---------- TEXTABSCHNITT
Hamburg. App zu den „Hamburger Frauenbiografien“ der Landeszentrale für politische Bildung informiert über einstige Akteurinnen der Stadt.
Rutenhiebe am Pranger und ein Stadtverweis. Catharina Dieckmann hat Glück gehabt. Zumindest für die Verhältnisse im Hamburg des 17. Jahrhunderts. Schließlich wurde die junge Frau, die vor 407 Jahren in der Fronerei lebte, ursprünglich der Hexerei beschuldigt. Wie sonst hätte eine gut situierte Ehefrau die skandalöse Affäre ihres Gatten mit Catharina erklären können, die 250 Jahre später im Text eines Archivars mit den Worten „reich und gebildet nicht, aber jung und wunderschön“ beschrieben wurde? Ob sich der arg- und hilflose Ehemann von dem Zauber erholte, ist ebenso wenig bekannt wie die Antwort auf die Frage, was aus Catharina wurde.
--------------------
---------- BEREITGESTELLTE ANGABEN
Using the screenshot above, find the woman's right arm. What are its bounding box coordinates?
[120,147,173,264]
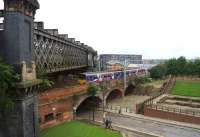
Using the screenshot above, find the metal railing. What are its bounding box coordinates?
[148,104,200,117]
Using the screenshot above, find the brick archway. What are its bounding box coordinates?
[75,95,102,114]
[124,84,136,96]
[105,89,123,102]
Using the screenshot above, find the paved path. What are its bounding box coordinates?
[110,114,200,137]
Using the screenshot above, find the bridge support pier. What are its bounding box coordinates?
[0,81,39,137]
[0,0,41,137]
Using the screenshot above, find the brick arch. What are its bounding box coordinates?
[124,83,136,96]
[74,95,102,110]
[104,89,123,102]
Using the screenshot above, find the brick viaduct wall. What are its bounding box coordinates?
[144,107,200,124]
[38,98,73,128]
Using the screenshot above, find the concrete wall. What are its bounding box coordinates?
[144,107,200,124]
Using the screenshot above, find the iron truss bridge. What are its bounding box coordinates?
[34,22,97,73]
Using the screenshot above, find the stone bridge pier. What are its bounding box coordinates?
[74,79,135,113]
[0,0,40,137]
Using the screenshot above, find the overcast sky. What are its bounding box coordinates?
[0,0,200,58]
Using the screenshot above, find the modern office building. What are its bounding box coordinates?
[99,54,142,70]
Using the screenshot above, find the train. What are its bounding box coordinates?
[81,69,148,83]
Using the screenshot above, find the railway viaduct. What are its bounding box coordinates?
[0,0,139,137]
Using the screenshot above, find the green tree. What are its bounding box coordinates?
[150,64,166,79]
[194,59,200,76]
[0,59,19,110]
[176,56,187,75]
[87,83,99,121]
[165,58,178,76]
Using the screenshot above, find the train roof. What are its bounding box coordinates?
[81,69,145,76]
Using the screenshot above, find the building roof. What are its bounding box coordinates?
[106,60,123,65]
[128,64,139,68]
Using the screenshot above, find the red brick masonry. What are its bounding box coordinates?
[144,107,200,124]
[38,85,86,128]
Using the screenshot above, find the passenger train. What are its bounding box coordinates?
[82,69,147,82]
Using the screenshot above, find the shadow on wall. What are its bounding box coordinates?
[76,96,102,114]
[106,89,123,102]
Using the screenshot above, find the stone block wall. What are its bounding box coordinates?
[144,107,200,124]
[39,98,73,128]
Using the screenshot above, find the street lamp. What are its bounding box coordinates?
[124,59,126,90]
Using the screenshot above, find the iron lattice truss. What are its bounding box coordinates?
[34,29,96,73]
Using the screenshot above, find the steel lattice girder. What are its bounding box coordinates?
[34,29,94,73]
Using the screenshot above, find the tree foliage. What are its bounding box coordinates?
[0,59,19,110]
[150,64,166,79]
[150,56,200,79]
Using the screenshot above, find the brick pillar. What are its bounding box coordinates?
[0,0,40,137]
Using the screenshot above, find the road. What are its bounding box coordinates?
[110,114,200,137]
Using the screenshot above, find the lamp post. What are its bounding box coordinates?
[124,59,126,90]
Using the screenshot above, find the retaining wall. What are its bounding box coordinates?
[144,107,200,124]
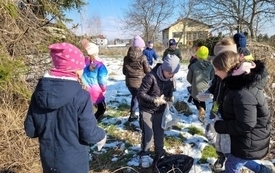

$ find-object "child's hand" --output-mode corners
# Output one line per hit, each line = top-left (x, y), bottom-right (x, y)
(97, 135), (107, 151)
(196, 93), (214, 102)
(154, 95), (167, 106)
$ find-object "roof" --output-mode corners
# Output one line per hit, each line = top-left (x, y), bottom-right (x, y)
--------------------
ANLEITUNG ZUR AUFGABE:
Fasse den Textabschnitt in zwei Sätzen zusammen.

ANTWORT ZUR AUFGABE:
Eine App der Landeszentrale für politische Bildung zu den „Hamburger Frauenbiografien“ informiert über einstige Akteurinnen der Stadt. Die junge Catharina Dieckmann, die vor 407 Jahren in der Fronerei lebte und eine Affäre mit einem verheirateten Mann hatte, wurde ursprünglich der Hexerei beschuldigt, bekam dann aber nur Rutenhiebe am Pranger und einen Stadtverweis; was später aus ihr wurde, ist nicht bekannt.